TASK TO COMPLETE ▸
Word for word, transcribe the lines from the one containing "Each instance gets a single point. Label the green" through the end of the entries, both included, and nothing else.
________
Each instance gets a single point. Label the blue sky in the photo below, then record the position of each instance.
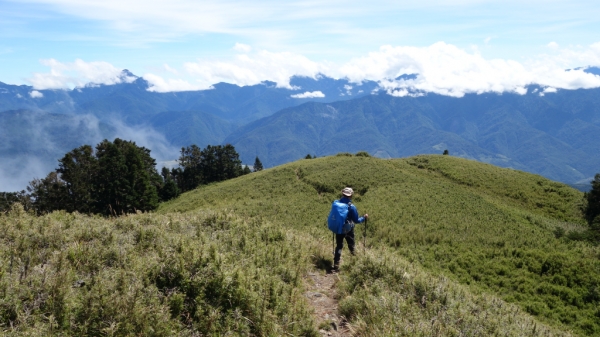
(185, 44)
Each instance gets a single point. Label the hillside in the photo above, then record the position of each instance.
(493, 230)
(455, 248)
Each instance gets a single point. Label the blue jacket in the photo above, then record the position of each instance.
(353, 211)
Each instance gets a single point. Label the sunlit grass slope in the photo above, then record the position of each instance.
(215, 273)
(488, 228)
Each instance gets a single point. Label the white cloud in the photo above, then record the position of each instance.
(36, 94)
(159, 84)
(169, 69)
(439, 68)
(448, 70)
(77, 74)
(309, 94)
(242, 48)
(254, 68)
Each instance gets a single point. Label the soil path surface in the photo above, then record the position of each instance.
(322, 294)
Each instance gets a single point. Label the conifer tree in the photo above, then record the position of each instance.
(48, 194)
(78, 169)
(257, 165)
(125, 180)
(593, 198)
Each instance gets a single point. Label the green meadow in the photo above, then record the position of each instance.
(454, 248)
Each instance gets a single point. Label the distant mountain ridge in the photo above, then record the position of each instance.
(554, 134)
(132, 102)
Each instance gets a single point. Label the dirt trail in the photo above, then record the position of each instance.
(322, 295)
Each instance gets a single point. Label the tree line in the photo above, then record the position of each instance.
(120, 177)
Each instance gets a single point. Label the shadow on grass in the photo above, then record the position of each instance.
________
ANSWER SPACE ▸
Each instance gets a single point. Label the green meadow in the photo above, then record the position of each instance.
(454, 248)
Each instance gets a single point. Label the distant mountain ridge in the photo above, then record the position of each instance.
(554, 134)
(132, 102)
Each instance gets a single point. Label the dirt trail in the photo above, then record the position of each instance.
(322, 295)
Each instance gets a single point. Label the tree line in the photo above, then record the position of each instance.
(120, 177)
Each instance gets a single point. Label the shadow on grass in the photo above, then record the position of each instance.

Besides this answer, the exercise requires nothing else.